# The problem
Tally every line of the listing below that holds "bowl", then give the tally alone.

# Provided data
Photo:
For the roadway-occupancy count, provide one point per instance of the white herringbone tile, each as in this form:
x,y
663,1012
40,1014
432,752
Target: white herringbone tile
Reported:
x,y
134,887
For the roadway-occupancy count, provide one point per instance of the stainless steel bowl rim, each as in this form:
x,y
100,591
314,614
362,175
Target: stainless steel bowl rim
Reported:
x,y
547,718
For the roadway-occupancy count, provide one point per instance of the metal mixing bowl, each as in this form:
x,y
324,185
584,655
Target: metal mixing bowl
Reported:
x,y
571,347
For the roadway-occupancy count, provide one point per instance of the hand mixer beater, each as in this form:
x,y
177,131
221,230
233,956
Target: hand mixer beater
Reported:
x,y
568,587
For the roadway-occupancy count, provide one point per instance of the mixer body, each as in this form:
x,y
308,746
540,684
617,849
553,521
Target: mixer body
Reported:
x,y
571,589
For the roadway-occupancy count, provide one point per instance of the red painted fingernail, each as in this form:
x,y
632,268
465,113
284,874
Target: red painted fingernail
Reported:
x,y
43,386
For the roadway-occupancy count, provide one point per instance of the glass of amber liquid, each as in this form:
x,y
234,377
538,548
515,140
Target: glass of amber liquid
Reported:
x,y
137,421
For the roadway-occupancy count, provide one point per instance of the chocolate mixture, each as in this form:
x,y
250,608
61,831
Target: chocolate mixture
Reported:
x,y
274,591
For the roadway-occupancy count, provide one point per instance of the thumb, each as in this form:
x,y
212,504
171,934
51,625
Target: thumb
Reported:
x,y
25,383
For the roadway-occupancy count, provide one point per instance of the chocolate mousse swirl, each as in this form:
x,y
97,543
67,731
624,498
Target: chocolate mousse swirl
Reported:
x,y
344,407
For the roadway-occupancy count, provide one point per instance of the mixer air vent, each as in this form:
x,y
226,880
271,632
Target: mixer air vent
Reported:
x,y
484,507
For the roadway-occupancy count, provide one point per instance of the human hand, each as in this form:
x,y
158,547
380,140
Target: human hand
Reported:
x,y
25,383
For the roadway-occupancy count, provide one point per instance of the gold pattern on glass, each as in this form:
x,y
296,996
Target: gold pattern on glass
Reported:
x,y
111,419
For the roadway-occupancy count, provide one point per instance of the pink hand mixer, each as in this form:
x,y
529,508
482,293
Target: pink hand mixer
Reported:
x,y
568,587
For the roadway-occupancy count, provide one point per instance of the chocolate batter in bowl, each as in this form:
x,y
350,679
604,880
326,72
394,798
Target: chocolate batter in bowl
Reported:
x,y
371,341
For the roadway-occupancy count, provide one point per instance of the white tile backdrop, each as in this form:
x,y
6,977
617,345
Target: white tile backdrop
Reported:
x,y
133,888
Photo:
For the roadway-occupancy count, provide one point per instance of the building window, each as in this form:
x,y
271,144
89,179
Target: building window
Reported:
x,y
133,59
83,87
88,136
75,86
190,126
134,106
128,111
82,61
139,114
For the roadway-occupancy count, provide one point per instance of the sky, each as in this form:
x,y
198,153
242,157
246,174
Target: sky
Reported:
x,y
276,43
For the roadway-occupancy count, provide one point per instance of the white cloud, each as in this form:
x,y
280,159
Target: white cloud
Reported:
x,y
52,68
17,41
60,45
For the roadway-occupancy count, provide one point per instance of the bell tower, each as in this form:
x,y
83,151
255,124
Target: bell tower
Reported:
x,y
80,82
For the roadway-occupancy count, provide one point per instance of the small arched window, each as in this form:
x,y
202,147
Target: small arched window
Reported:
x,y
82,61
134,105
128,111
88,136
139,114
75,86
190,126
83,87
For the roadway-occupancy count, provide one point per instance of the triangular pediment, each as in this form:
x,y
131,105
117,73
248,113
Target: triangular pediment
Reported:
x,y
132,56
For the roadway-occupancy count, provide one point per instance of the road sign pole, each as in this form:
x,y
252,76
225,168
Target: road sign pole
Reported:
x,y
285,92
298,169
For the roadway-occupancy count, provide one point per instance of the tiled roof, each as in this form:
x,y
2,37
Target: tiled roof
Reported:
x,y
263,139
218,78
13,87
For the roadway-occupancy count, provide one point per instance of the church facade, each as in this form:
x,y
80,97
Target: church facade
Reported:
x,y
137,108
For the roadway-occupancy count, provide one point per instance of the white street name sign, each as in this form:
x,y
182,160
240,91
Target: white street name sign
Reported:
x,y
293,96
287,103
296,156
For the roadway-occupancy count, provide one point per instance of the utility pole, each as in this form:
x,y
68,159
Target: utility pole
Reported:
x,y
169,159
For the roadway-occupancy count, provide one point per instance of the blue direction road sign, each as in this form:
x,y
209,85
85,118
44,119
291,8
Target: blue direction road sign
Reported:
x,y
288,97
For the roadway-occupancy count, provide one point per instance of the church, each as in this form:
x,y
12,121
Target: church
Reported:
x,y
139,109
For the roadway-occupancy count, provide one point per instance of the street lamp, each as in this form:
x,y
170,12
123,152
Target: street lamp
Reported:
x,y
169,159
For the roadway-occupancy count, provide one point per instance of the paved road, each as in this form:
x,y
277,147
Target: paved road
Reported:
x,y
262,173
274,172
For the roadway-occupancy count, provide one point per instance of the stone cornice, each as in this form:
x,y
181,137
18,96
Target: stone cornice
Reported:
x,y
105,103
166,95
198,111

# Response to the task
6